# start of Exercise input

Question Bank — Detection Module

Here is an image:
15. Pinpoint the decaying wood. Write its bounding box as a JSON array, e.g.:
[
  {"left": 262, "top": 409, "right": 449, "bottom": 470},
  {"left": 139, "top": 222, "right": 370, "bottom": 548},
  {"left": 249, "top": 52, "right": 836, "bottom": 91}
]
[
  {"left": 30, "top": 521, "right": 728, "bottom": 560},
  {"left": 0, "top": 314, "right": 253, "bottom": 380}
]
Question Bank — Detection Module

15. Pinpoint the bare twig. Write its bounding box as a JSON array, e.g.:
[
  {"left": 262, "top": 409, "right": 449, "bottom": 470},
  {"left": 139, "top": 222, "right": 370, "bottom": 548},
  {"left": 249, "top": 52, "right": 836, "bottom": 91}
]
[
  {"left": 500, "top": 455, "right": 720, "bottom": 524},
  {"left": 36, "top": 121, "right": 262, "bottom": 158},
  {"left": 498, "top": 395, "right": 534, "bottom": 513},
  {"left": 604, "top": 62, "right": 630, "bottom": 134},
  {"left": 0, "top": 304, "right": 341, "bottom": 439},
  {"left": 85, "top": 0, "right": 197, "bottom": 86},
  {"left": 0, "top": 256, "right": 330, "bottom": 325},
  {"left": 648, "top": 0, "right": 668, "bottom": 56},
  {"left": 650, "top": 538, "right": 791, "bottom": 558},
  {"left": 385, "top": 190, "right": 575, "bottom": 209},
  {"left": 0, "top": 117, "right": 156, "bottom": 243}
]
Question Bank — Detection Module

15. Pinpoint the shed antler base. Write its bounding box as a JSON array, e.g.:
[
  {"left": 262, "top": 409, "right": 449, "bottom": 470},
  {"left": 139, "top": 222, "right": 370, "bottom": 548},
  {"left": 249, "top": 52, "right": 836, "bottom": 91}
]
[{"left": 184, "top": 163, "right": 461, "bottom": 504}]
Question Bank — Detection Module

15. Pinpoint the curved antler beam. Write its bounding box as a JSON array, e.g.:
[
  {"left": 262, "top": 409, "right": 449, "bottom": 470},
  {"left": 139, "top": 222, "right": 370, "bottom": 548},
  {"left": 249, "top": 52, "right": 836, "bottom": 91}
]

# end of Exercise input

● **Exercise objective**:
Quote the data in full, keeping each word unchanged.

● **Complete output**:
Question Bank — Detection Module

Here is an image:
15. Pinpoint the decaying wood. Write its bounding box as a JSON array, e.g.:
[
  {"left": 262, "top": 409, "right": 449, "bottom": 470},
  {"left": 139, "top": 222, "right": 370, "bottom": 548},
  {"left": 249, "top": 52, "right": 836, "bottom": 91}
]
[
  {"left": 30, "top": 521, "right": 728, "bottom": 560},
  {"left": 0, "top": 314, "right": 253, "bottom": 380}
]
Question Bank — Detection Module

15. Pinpoint the bare twig. Write its bounding box as a JSON array, e.g.:
[
  {"left": 262, "top": 409, "right": 449, "bottom": 470},
  {"left": 139, "top": 222, "right": 370, "bottom": 548},
  {"left": 249, "top": 52, "right": 836, "bottom": 91}
]
[
  {"left": 500, "top": 455, "right": 720, "bottom": 524},
  {"left": 36, "top": 121, "right": 262, "bottom": 158},
  {"left": 498, "top": 395, "right": 534, "bottom": 513},
  {"left": 604, "top": 62, "right": 630, "bottom": 134},
  {"left": 0, "top": 304, "right": 341, "bottom": 439},
  {"left": 85, "top": 0, "right": 197, "bottom": 86},
  {"left": 0, "top": 256, "right": 330, "bottom": 325},
  {"left": 648, "top": 0, "right": 668, "bottom": 56},
  {"left": 650, "top": 538, "right": 791, "bottom": 558},
  {"left": 385, "top": 190, "right": 575, "bottom": 209},
  {"left": 0, "top": 117, "right": 156, "bottom": 243}
]
Question Bank — Detection Module

15. Pinpoint the shed antler base. Write its bounding box as a JSON array, e.g.:
[
  {"left": 262, "top": 409, "right": 449, "bottom": 470},
  {"left": 139, "top": 222, "right": 370, "bottom": 548},
  {"left": 249, "top": 52, "right": 836, "bottom": 91}
]
[{"left": 184, "top": 163, "right": 461, "bottom": 504}]
Question Bank — Detection Module

15. Pinpoint the curved antler beam. Write its bounding box as a JSON array, e.g.:
[
  {"left": 262, "top": 409, "right": 449, "bottom": 470},
  {"left": 139, "top": 222, "right": 370, "bottom": 548},
  {"left": 249, "top": 52, "right": 836, "bottom": 91}
]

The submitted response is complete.